[AusNOG] MPLS/VPLS solution

Andrew Fort afort at choqolat.org
Fri Sep 10 12:06:20 EST 2010


On Fri, Sep 10, 2010 at 11:48 AM, Ben Dale <bdale at comlinx.com.au> wrote:
> Hi Arman,
>
> On 10/09/2010, at 11:13 AM, Arman Hossain wrote:
>
>> Some discussions about VPLs & MPLS
>>
>> http://blogs.nil.com/blog/2008/06/19/vpls-is-it-hot-or-is-it-not/
>>
>> Regards
>> Arman
>
> I think the article misses the key selling point of VPLS which is separation of routing from customer and provider, in which case there should never be any reason to see broadcast storms inside a VPLS when all CE devices are L3.

If you're trolling, shame on me.... ;)

You've never experienced seen a faulty transceiver?  A misconfigured
customer device?  Never misconfigured an access, agg or core device
yourself?  It's OK, we all make mistakes.

> In general it's a good practice to implementing MAC-limiting on VPLS PE anyway so that only a single MAC is learnt from the customer (being the CE router's WAN-facing interface) which ensures they don't cause grief when they accidentally plug in a switch.

People like VPLS because it is simple and allows them to use
inexpensive equipment.  Some providers only do 1-to-N site VPLSes
(with mesh spoke LSPs, f.e.), some will do any-to-any sites.
Obviously there's a reason some provider's wont do any-to-any.
Customers will buy switches to interconnect their sites because they
are cheaper than routers, and because _you are providing them a single
broadcast domain_, rather than a bunch of links which aren't in the
same domain.  If this weren't the case, why would they buy a VPLS,
then?  (They can route between their sites more effectively using
routing protocols, if they have to buy routers).

■ ■ ■

▶ **WORK INSTRUCTIONS**:
Carry on the mailing-list reply on VPLS from the point where it stops.

▶ **DATASET EXCERPT**:
■ ■ ■

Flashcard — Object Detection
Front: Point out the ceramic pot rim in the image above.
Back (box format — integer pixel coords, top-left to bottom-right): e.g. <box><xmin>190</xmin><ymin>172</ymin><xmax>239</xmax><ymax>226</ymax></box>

■ ■ ■

▶ **ANSWER TO THIS PROBLEM**:
If your customers are so well trained they buy VPLSes and then don't
put switches on, all that's happened is more money has been spent for
equipment which does the same stuff in a different way as you used to
do it.   This tends to make everyone unhappy.

> Bridging multiple sites over a WAN is always fraught with danger, but certainly works when design and scaling is well thought out.

It can scale specifically when you disable MAC learning on the
equipment involved (which you can do on a P2P ethernet service).  You
cannot do this on a VPLS, so large VPLS will always have this problem.

Rule of thumb: if your ethernet service provider provides P2MP bridged
services, your service is far more likely to be disrupted by other
customers' problems, or by random, byzantine equipment failure on the
network causing meltdown (despite the use of protective features).  I
cite things like the recent TWE outage, in case you're not convinced.

My own slightly cynical view is that VPLS was mostly a technical
solution to a technical problem - providing multipoint services on
Juniper routers.  It doesn't address the main issues of ethernet LANs
- shared fate of all devices on the broadcast domain if there is even
one very poorly controlled player.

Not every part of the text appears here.